▶ _DATA ROWS_
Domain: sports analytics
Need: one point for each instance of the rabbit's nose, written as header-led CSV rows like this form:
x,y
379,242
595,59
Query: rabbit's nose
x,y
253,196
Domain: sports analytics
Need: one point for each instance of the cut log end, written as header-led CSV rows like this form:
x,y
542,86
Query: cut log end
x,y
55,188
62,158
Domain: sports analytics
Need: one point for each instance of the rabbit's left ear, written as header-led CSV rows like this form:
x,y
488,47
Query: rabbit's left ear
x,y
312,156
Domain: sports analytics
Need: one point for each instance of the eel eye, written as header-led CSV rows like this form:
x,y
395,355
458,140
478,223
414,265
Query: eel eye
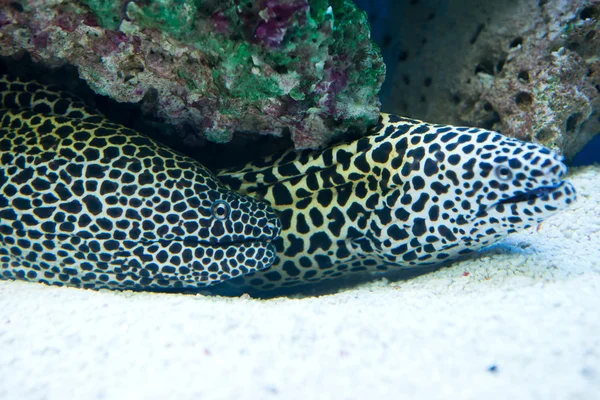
x,y
504,173
220,210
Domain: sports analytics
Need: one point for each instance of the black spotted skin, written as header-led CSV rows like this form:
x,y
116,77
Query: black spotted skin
x,y
408,194
88,203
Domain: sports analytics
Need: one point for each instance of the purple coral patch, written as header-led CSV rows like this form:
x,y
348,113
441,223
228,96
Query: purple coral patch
x,y
271,32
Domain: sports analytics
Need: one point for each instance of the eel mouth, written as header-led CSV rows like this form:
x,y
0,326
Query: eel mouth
x,y
533,195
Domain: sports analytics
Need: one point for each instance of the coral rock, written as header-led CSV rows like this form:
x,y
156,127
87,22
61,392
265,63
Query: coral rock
x,y
217,66
529,68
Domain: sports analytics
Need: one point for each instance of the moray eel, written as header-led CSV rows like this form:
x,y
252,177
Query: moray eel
x,y
85,202
408,194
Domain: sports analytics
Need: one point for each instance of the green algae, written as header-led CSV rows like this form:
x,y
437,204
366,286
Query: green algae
x,y
108,12
321,55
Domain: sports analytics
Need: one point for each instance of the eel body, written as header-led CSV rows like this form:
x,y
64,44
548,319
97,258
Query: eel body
x,y
88,203
408,194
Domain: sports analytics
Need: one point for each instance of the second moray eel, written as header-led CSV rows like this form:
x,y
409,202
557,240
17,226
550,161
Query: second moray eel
x,y
408,194
88,203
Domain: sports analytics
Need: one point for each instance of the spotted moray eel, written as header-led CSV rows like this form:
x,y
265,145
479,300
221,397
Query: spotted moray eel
x,y
408,194
85,202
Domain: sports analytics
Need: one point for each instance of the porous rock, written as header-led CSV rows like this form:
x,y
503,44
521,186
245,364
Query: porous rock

▶ _THE TASK_
Your task is to set down the records shown above exactly, minus any pictures.

▶ _WRITTEN SOLUTION_
Domain: sports analytics
Need: one point for each instance of the rabbit's nose, written as header-led CSV rows like this form:
x,y
379,242
595,59
Query: rabbit's nose
x,y
253,196
Domain: sports analytics
Need: one point for each instance of the cut log end, written as header-led CSV rows like this form:
x,y
542,86
Query: cut log end
x,y
55,188
62,158
Domain: sports analytics
Need: one point for each instance of the rabbit's left ear, written as header-led CSV rows like this form:
x,y
488,47
Query: rabbit's left ear
x,y
312,156
Domain: sports analytics
Need: one point for each instance of the eel eye, written as header-led CSV rows like this form:
x,y
395,355
458,140
478,223
414,265
Query: eel eye
x,y
504,173
220,210
Domain: sports analytics
Need: one point for each instance of the black spotted skin, written as header-led CSV rows like this form:
x,y
116,77
Query: black spotted skin
x,y
408,194
88,203
Domain: sports analytics
Need: one point for each instance of the purple coral patch, written as header-led CSV rows like this form:
x,y
348,113
441,223
228,96
Query: purple coral patch
x,y
271,32
Domain: sports analytics
Need: one point for each instance of the eel mouth, written as header-led CSV rows like this form:
x,y
0,326
Query: eel mouth
x,y
533,195
Domain: sports analytics
Need: one point for each instance of the coral rock, written as header-led CSV rows like this form:
x,y
156,127
87,22
61,392
265,63
Query: coral rock
x,y
217,66
529,68
Domain: sports analytics
Need: one point for each instance of the moray eel, written as header-led CSV rows like this form:
x,y
252,177
Query: moray eel
x,y
85,202
408,194
Domain: sports analytics
Need: one point for each instance of the green algae, written as header-led CSV rows like this form:
x,y
437,204
366,286
Query: green algae
x,y
108,12
321,55
Domain: sports analytics
Need: one point for each instance of the eel body, written as header-led CSV rows like this form:
x,y
64,44
548,319
97,258
Query: eel body
x,y
88,203
408,194
Domain: sports analytics
Need: one point for each instance of the second moray eel, written as header-led CSV rows like this form:
x,y
409,202
557,240
17,226
550,161
Query: second moray eel
x,y
408,194
88,203
Domain: sports analytics
Need: one point for each instance of the spotted moray eel, written as header-led CSV rows like this form:
x,y
265,145
479,300
221,397
Query: spotted moray eel
x,y
408,194
85,202
Domain: sports analytics
Need: one point for each instance of the porous rock, written as header-led CSV rows like this form:
x,y
503,44
521,186
245,364
Query: porous rock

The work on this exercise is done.